> _THE PROBLEM_: Copy word for word the stretch of the transistor drive circuit text below, from "The pre-driver 4 shown" through "four or more.".

> _EXCERPTED PASSAGE_:

In a similar manner to that in the first embodiment, a controller 2 performs on/off control of the switches SW21 to SW24 so as to switch between enabled and disabled states of the PMOS transistors 41B and 41C. Based on a level of a gate signal G2 outputted from an output terminal of the controller 2, on/off driving of the PMOS transistor 41A and an enabled one of the PMOS transistors 41B and 41C is performed. Based on the level of the gate signal G2, on/off driving of the NMOS transistor 42 is also performed. The PMOS transistor 41A and an enabled one of the PMOS transistors 41B and 41C are in such a relation with the NMOS transistor 42 that when either of them is in an on-state, the other is brought to an off-state.
Further, in a similar manner to that in the first embodiment, the controller 2 causes to temporally vary the number of parallel connected transistors that are enabled and capable of being turned on/off among the PMOS transistors 41A, 41B, and 41C.
Accordingly, an on-resistance Ron between the application terminal of the power supply voltage Vreg and the node N4 is caused to temporally vary, and thus a current that is supplied to the gate of the NMOS transistor M2 can be caused to temporally vary. Consequently, a rise time tr (a rise time tr of Vds) of the NMOS transistor M2 is temporally distributed, and thus it is possible to reduce EMI noise while suppressing an increase in switching loss.

Fourth Embodiment

Next, a description is given of a transistor drive circuit 1 according to a fourth embodiment. FIG. 5 is a diagram showing an internal configuration of a pre-driver 4 in the transistor drive circuit 1 according to the fourth embodiment. Here, an NMOS transistor M2 is designated as a transistor to be driven.
The pre-driver 4 shown in FIG. 5 includes a PMOS transistor 41, NMOS transistors 42A, 42B, and 42C, and switches SW31 to SW34. As for the number of NMOS transistors used, there is no limitation to the three NMOS transistors 42A, 42B, and 42C, and the number may be, for example, four or more.
The pre-driver 4 according to this embodiment has a configuration similar to the earlier described configuration (FIG. 3 ) of the pre-driver 4 according to the second embodiment, in which the PMOS transistor 41 of this embodiment corresponds to the PMOS transistor 31 of the second embodiment, the NMOS transistors 42A, 42B, and 42C of this embodiment correspond to the NMOS transistors 32A, 32B, and 32C of the second embodiment, respectively, and the switches SW31 to SW34 of this embodiment correspond to the switches SW11 to SW14 of the second embodiment, respectively.
This embodiment is different from the second embodiment in the following respects. That is, a drain of the PMOS transistor 41 is connected to an application terminal of a power supply voltage Vreg. A node N4 at which the drain of the PMOS transistor 41 is connected to drains of the NMOS transistors 42A, 42B, and 42C is connected to a gate of the NMOS transistor M2. Respective sources of the NMOS transistors 42A, 42B, and 42C are connected to an application terminal of a ground potential (a reference potential).

> _DATA PROVIDED_:
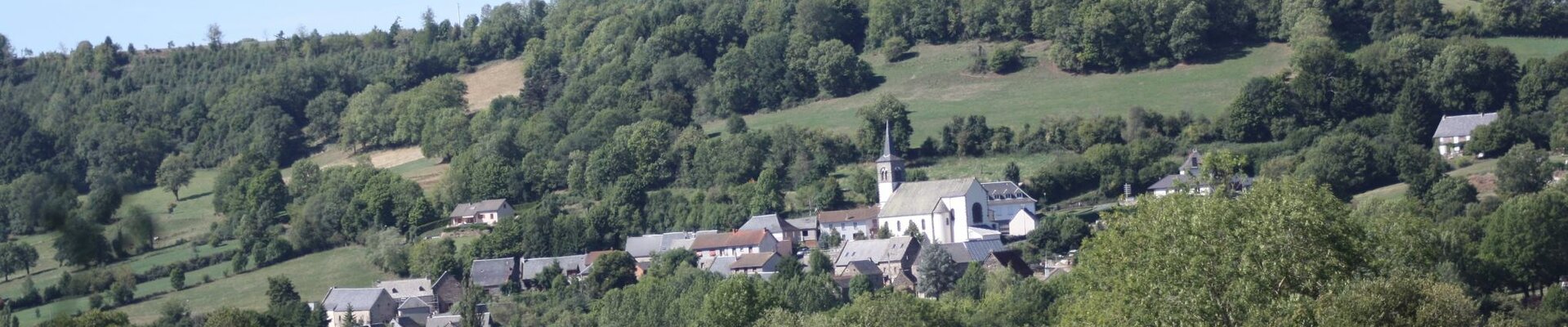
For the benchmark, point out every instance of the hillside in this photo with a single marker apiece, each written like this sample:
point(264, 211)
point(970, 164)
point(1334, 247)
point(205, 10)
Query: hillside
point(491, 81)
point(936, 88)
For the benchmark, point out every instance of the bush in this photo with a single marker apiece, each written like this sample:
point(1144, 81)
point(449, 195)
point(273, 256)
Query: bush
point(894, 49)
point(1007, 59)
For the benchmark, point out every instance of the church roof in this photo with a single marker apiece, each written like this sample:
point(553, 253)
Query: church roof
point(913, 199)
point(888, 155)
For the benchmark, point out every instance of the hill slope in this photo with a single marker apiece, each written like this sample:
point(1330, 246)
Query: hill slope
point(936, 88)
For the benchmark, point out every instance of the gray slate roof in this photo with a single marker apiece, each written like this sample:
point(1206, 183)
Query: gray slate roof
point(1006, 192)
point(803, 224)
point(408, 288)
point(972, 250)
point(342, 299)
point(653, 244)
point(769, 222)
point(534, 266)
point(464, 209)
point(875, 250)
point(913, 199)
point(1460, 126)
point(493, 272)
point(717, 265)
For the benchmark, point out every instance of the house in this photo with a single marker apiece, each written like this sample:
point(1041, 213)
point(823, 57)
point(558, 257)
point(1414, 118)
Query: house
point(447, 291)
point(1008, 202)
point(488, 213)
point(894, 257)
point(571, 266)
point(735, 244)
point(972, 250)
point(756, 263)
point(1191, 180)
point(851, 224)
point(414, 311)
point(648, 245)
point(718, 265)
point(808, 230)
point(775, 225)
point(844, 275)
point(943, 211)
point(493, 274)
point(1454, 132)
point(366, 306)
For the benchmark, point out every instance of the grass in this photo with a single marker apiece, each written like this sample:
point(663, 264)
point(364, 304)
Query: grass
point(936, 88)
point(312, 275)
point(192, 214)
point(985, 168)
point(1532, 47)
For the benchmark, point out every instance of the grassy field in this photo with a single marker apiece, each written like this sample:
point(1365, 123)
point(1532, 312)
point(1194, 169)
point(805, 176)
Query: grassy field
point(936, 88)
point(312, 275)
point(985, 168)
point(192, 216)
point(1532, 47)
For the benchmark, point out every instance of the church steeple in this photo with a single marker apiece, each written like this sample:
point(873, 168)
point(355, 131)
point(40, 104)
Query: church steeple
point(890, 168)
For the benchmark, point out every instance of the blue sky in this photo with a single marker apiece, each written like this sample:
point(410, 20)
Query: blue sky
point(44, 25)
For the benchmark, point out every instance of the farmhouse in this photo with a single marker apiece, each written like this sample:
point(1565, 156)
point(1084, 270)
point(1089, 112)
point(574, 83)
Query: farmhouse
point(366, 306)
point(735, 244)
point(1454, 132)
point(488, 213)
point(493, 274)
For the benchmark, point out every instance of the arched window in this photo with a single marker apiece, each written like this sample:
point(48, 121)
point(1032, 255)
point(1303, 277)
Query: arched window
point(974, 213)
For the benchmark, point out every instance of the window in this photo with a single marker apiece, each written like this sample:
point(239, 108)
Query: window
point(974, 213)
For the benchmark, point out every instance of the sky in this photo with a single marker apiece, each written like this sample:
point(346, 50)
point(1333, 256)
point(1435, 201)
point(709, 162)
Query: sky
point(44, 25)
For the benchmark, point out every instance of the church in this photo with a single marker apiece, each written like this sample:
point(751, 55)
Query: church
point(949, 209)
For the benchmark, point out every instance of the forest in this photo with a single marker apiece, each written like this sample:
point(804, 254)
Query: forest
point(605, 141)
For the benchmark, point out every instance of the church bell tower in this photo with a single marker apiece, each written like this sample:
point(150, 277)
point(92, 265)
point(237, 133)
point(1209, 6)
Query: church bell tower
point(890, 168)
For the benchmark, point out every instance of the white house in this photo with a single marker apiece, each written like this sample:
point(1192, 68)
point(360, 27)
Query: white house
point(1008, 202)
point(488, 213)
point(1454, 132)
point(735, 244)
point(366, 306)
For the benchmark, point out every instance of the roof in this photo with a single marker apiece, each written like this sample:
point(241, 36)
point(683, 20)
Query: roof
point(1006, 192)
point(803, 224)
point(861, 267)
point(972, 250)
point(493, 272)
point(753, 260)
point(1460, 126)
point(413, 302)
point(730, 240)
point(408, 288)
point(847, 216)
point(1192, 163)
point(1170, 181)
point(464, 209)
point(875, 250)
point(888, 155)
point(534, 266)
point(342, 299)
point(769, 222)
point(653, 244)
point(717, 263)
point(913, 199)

> _IN RESPONSE_:
The pre-driver 4 shown in FIG. 5 includes a PMOS transistor 41, NMOS transistors 42A, 42B, and 42C, and switches SW31 to SW34. As for the number of NMOS transistors used, there is no limitation to the three NMOS transistors 42A, 42B, and 42C, and the number may be, for example, four or more.